____ EXTRACTED DATA

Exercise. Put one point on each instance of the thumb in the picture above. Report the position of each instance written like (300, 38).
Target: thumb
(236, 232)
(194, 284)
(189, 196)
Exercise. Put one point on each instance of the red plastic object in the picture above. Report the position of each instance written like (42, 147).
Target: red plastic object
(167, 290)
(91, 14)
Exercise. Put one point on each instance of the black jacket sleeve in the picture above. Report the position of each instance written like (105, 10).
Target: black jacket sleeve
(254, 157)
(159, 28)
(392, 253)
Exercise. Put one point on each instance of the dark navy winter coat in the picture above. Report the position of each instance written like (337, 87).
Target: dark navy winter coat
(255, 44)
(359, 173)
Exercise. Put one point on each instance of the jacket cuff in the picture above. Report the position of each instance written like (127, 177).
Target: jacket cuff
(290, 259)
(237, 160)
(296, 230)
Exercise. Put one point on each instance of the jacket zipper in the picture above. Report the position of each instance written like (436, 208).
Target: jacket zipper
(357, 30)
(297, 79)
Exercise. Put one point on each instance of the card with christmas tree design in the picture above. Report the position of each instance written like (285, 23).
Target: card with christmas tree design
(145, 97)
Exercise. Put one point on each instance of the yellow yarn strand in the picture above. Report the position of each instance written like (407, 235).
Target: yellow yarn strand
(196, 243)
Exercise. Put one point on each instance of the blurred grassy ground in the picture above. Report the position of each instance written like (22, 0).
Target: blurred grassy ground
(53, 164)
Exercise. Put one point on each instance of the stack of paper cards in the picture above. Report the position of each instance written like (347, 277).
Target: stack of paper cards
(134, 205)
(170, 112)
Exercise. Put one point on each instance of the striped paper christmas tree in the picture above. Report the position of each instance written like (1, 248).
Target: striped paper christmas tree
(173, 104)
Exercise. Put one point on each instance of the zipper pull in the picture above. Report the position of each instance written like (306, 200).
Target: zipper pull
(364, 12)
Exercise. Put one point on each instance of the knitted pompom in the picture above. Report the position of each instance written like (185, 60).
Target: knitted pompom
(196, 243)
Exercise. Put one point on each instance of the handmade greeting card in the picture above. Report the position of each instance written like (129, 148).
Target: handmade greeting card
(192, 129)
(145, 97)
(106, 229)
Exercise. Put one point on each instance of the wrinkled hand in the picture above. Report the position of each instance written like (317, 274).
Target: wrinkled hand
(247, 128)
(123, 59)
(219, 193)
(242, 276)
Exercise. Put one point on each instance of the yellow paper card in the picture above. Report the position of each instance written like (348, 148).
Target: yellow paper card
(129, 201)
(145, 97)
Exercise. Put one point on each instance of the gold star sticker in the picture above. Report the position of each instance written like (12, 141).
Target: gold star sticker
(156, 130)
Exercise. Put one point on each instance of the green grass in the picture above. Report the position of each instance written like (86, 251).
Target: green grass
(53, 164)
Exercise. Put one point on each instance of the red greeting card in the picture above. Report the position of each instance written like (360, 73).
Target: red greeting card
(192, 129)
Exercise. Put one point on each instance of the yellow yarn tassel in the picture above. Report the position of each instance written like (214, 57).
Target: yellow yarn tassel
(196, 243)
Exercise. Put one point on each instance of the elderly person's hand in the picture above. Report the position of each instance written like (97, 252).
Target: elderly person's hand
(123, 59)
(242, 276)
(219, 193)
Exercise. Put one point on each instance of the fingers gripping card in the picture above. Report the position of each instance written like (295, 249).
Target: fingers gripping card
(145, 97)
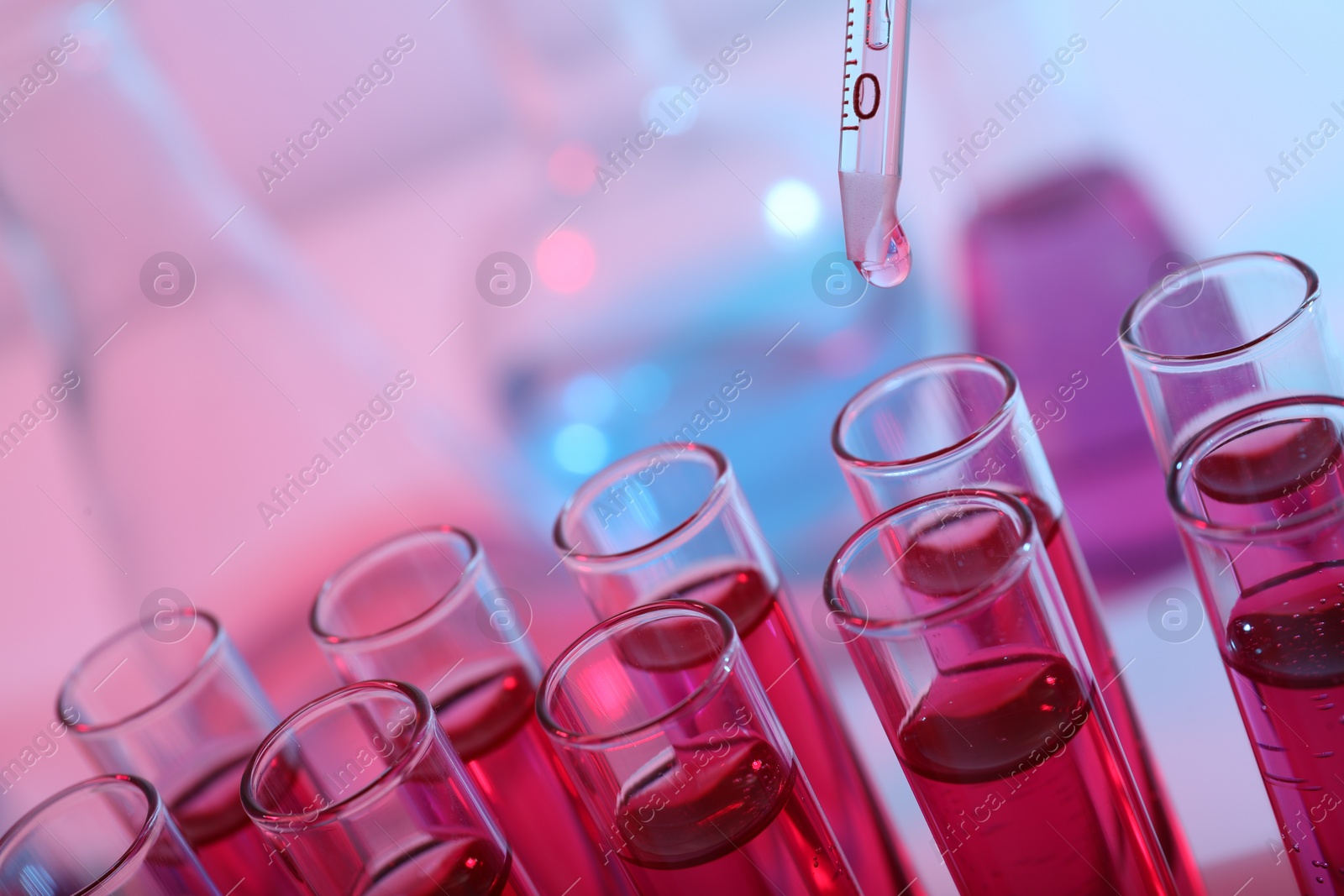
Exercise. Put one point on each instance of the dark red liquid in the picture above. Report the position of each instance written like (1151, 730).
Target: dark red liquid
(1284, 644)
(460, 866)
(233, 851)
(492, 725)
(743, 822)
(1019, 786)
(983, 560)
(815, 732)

________
____ EXTRACTED DATA

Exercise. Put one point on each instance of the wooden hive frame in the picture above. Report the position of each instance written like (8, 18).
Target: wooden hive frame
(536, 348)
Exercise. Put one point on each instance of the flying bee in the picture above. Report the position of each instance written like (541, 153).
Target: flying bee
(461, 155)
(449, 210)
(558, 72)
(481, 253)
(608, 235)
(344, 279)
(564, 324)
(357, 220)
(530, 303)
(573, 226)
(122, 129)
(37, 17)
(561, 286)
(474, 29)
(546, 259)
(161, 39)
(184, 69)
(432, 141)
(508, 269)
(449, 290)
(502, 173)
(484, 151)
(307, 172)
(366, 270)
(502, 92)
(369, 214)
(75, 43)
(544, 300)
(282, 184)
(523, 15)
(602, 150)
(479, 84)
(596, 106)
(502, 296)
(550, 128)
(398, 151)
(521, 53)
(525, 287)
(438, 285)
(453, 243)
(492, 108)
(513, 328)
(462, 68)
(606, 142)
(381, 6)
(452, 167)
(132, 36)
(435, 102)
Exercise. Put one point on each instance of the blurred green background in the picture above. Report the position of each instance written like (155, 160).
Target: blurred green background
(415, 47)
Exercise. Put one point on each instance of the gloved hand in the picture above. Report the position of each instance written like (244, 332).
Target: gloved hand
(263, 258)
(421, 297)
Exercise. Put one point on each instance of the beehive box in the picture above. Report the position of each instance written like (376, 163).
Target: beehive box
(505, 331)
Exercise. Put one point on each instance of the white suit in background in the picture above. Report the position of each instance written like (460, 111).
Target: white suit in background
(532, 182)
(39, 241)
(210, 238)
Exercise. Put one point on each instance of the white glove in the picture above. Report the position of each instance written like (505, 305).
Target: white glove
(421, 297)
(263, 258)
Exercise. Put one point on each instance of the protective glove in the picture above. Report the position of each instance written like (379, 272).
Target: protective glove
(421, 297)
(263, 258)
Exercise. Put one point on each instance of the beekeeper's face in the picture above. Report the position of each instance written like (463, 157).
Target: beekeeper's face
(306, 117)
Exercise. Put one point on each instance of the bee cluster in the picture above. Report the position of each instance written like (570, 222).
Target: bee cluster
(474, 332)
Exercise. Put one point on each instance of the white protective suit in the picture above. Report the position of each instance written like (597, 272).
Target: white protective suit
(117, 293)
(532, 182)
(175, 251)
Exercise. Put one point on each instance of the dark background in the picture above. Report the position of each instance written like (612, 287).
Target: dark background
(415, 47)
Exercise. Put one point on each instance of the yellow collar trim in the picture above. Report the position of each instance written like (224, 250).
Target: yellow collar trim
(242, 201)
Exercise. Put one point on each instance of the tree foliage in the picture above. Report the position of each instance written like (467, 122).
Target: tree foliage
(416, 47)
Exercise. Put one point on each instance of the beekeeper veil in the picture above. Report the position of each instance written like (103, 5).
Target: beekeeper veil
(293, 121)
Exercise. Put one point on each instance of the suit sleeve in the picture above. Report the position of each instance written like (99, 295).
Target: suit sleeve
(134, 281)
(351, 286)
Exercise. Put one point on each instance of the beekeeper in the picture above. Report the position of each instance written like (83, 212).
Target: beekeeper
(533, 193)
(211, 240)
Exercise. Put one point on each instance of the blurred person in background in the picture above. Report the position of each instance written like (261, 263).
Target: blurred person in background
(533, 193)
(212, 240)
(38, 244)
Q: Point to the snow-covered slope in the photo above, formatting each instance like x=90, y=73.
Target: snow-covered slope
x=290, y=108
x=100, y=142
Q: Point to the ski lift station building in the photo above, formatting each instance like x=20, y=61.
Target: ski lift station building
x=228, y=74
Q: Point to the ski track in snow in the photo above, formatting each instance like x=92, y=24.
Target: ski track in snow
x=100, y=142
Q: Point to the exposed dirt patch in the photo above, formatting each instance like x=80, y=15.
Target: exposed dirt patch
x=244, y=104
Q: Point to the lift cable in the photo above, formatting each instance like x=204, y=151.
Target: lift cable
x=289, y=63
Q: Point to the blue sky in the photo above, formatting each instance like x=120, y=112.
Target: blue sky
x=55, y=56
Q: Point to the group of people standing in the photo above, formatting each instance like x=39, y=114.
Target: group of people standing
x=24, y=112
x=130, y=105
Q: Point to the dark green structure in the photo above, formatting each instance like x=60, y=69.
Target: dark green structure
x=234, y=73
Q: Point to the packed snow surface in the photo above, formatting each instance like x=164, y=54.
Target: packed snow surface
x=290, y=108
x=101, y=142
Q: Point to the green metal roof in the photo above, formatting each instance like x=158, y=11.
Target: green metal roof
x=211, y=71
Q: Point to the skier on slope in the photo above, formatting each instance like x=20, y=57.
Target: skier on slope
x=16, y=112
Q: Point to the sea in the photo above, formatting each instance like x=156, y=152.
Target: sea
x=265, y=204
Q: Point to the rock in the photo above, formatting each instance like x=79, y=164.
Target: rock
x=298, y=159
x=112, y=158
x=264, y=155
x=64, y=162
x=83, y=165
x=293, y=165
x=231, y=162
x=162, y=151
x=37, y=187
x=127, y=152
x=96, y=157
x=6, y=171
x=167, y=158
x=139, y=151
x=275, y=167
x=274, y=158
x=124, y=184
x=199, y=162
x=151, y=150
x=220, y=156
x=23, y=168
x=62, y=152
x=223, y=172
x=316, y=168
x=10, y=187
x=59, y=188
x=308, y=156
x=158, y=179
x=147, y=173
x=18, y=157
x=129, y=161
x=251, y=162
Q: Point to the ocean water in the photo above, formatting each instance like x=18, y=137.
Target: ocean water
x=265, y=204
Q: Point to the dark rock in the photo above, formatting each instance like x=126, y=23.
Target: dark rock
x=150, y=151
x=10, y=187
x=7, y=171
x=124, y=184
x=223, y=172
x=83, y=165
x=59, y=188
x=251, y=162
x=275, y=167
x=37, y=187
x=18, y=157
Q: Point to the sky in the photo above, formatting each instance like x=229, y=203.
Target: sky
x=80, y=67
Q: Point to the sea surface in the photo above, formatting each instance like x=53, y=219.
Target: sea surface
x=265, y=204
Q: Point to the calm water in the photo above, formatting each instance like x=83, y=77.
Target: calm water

________

• YOUR INSTRUCTIONS: Above are the records; from them, give again exactly the lines from the one containing "Q: Point to the sea in" through the one containing "Q: Point to the rock", both included.

• EXERCISE RESPONSE:
Q: Point to the sea in the photo above, formatting each instance like x=156, y=152.
Target: sea
x=265, y=204
Q: Point to the rock in the photo above, formatting each instance like x=79, y=164.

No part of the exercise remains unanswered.